Directions
Write out, word for word, only the lines from the one with "</instance>" to the end of the data below.

Available data
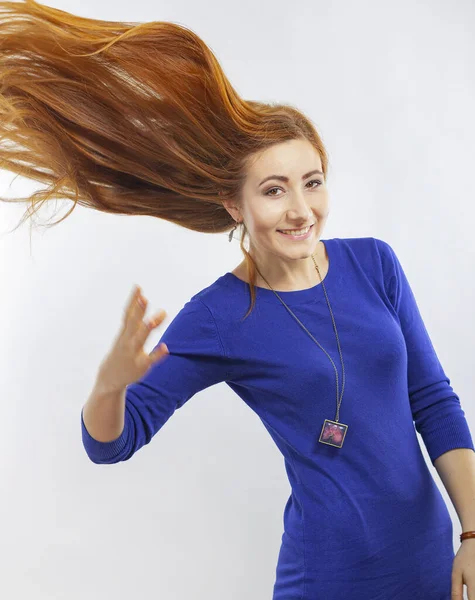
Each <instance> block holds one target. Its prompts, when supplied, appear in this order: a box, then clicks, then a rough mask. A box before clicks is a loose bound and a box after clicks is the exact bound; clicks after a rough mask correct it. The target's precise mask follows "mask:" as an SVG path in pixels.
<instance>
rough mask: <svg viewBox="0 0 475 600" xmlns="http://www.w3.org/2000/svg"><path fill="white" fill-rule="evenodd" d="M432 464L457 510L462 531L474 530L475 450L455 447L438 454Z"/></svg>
mask: <svg viewBox="0 0 475 600" xmlns="http://www.w3.org/2000/svg"><path fill="white" fill-rule="evenodd" d="M434 466H435V468H436V469H437V472H438V474H439V476H440V479H441V481H442V483H443V484H444V487H445V489H446V490H447V493H448V494H449V496H450V499H451V501H452V504H453V505H454V508H455V510H456V511H457V515H458V518H459V521H460V524H461V526H462V531H475V452H474V451H473V450H472V449H470V448H455V449H454V450H450V451H449V452H445V453H444V454H442V455H441V456H439V457H438V458H437V459H436V460H435V462H434Z"/></svg>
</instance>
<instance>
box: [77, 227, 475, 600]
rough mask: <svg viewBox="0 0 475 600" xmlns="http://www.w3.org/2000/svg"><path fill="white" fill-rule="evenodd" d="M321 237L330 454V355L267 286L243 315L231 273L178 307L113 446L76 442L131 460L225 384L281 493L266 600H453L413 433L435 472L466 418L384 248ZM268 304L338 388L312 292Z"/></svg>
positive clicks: (107, 463) (444, 559)
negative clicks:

Completed task
</instance>
<instance>
box: [77, 227, 475, 600]
rough mask: <svg viewBox="0 0 475 600" xmlns="http://www.w3.org/2000/svg"><path fill="white" fill-rule="evenodd" d="M321 237L330 454V355L267 286L243 315L231 273L178 307L113 446L76 442L131 460L225 384L281 493L266 600H453L413 433L435 472L466 418L384 248ZM268 304L338 388L312 292Z"/></svg>
positive clicks: (107, 463) (444, 559)
negative clicks:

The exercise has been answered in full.